(Records from a data collection)
▼

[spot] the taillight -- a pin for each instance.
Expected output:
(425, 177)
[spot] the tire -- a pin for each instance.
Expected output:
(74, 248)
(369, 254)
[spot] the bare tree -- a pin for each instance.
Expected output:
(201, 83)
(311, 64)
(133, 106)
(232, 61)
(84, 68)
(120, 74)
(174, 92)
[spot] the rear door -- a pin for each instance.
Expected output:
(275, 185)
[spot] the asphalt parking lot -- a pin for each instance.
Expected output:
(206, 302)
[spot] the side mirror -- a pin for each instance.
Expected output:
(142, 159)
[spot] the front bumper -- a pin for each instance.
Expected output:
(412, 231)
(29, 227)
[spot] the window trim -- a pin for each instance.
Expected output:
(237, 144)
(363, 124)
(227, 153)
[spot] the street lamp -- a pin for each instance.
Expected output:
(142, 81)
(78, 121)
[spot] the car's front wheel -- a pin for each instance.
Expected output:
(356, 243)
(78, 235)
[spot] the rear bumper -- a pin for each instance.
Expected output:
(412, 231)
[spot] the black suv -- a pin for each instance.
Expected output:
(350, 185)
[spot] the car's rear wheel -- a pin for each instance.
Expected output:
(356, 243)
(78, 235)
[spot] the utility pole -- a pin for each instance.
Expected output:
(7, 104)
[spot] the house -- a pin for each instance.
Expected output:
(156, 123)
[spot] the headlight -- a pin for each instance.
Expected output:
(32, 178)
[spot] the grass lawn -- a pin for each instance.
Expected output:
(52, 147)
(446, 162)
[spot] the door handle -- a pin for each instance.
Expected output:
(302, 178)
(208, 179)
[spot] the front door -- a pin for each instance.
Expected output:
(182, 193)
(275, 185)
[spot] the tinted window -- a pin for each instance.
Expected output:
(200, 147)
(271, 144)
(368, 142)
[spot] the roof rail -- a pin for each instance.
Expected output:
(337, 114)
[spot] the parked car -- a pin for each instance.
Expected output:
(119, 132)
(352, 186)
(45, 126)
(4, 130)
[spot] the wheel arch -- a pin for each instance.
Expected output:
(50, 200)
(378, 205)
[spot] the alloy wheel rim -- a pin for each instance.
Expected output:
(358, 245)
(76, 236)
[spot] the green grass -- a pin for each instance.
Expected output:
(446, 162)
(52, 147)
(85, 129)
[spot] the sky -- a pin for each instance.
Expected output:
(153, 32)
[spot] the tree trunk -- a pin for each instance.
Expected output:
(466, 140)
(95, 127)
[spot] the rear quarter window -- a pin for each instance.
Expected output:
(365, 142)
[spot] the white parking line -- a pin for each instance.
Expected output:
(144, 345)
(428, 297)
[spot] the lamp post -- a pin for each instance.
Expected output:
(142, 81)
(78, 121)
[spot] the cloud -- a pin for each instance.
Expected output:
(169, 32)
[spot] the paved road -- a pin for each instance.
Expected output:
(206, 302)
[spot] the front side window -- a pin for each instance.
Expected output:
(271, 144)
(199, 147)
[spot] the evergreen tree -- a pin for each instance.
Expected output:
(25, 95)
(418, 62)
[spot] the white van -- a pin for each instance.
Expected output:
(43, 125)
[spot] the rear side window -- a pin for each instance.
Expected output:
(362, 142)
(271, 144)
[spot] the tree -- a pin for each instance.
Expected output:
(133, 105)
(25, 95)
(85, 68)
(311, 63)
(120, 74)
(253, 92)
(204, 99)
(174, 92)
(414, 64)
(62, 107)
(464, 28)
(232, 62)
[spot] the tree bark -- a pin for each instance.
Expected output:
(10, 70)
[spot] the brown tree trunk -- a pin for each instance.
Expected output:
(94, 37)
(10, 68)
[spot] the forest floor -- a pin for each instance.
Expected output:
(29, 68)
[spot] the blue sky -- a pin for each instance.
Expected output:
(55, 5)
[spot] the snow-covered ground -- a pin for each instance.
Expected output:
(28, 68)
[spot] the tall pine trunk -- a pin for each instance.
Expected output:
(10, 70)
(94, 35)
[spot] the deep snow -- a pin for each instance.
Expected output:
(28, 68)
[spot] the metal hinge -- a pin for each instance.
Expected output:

▲

#### [Task to carry out]
Please return all of the records above, line for line, with no changes.

#### [Finished exercise]
[spot] the taillight -- a pin for each instance.
Expected output:
(425, 177)
[spot] the tire -- a pin for each instance.
Expected output:
(74, 248)
(369, 254)
[spot] the bare tree -- a pin for each instance.
Expected output:
(201, 83)
(311, 64)
(133, 106)
(232, 61)
(84, 68)
(120, 74)
(174, 92)
[spot] the rear door -- a pin for each instance.
Expected output:
(275, 185)
[spot] the asphalt parking lot -- a pin for each instance.
Expected output:
(206, 302)
[spot] the side mirror -- a pin for each instance.
Expected output:
(142, 159)
[spot] the front bumper -- a pin for each instance.
Expected output:
(412, 231)
(29, 227)
[spot] the window trim -- a pin for each instance.
Expected output:
(237, 144)
(363, 124)
(227, 153)
[spot] the street lamp -- a pin for each instance.
Expected output:
(142, 81)
(78, 121)
[spot] the car's front wheel -- a pin for each instance.
Expected output:
(356, 243)
(78, 235)
[spot] the rear bumper -- a pin for each instance.
Expected output:
(412, 231)
[spot] the black suv -- a pin for each instance.
Expected output:
(350, 185)
[spot] the car's rear wheel -- a pin for each instance.
Expected output:
(356, 243)
(78, 235)
[spot] the utility pole -- a pin for each instance.
Expected output:
(7, 104)
[spot] the house -- a pin for each instance.
Expected output:
(156, 123)
[spot] the headlight -- a pin for each instance.
Expected output:
(32, 178)
[spot] the grass lawn -- a pin for each instance.
Expected output:
(52, 147)
(446, 162)
[spot] the door handle -- a pin for each instance.
Expected output:
(302, 178)
(208, 179)
[spot] the front door -- a pin for each instance.
Expected output:
(182, 193)
(275, 185)
[spot] the tinted window -- a pin for each instance.
Expected output:
(200, 147)
(271, 144)
(368, 142)
[spot] the roof rail -- a pin for each instance.
Expected output:
(337, 114)
[spot] the parked car -- a pin for each instance.
Expected output:
(119, 132)
(352, 186)
(45, 126)
(4, 130)
[spot] the wheel arch -- a pin for each instance.
Expected output:
(50, 200)
(378, 205)
[spot] the alloy wheel rim -- a pin for each instance.
Expected output:
(358, 245)
(76, 236)
[spot] the green grass -- a pin for each instance.
Expected output:
(446, 162)
(52, 147)
(85, 129)
[spot] the sky -- a pin for each instance.
Expected output:
(153, 32)
[spot] the tree trunk -- a pin for each instance.
Expected output:
(466, 140)
(95, 127)
[spot] the rear quarter window -- a pin for each instance.
Expected output:
(365, 142)
[spot] the white parking line -- a pin for each instance.
Expected output:
(144, 345)
(428, 297)
[spot] the lamp post -- a pin for each instance.
Expected output:
(142, 81)
(78, 121)
[spot] the cloud -- a pin for each instance.
Expected output:
(169, 32)
[spot] the paved road -- a pin for each instance.
Expected output:
(206, 302)
[spot] the front side window -- a pin for each instance.
Expected output:
(271, 144)
(199, 147)
[spot] the evergreen tree -- a pin for each instance.
Expected output:
(25, 95)
(418, 62)
[spot] the white van -- a pin for each instance.
Expected output:
(43, 125)
[spot] the rear side window -- a pin for each instance.
Expected output:
(362, 142)
(271, 144)
[spot] the tree -- a pin for each instance.
Expected output:
(133, 105)
(25, 95)
(85, 68)
(311, 63)
(120, 74)
(253, 92)
(204, 99)
(174, 92)
(414, 64)
(62, 107)
(464, 28)
(232, 62)
[spot] the tree bark -- a pin for each instance.
Expected output:
(10, 70)
[spot] the brown tree trunk -- a pin for each instance.
Expected output:
(94, 37)
(10, 68)
[spot] the forest floor -- a pin for each instance.
Expected output:
(29, 68)
[spot] the blue sky -- a pin for each instance.
Expected output:
(55, 5)
[spot] the snow-covered ground -- a pin for each instance.
Expected output:
(28, 68)
[spot] the tall pine trunk -- a pin for each instance.
Expected output:
(10, 70)
(94, 35)
[spot] the deep snow -- a pin for each instance.
Expected output:
(28, 68)
[spot] the metal hinge -- a pin for each instance.
Expected output:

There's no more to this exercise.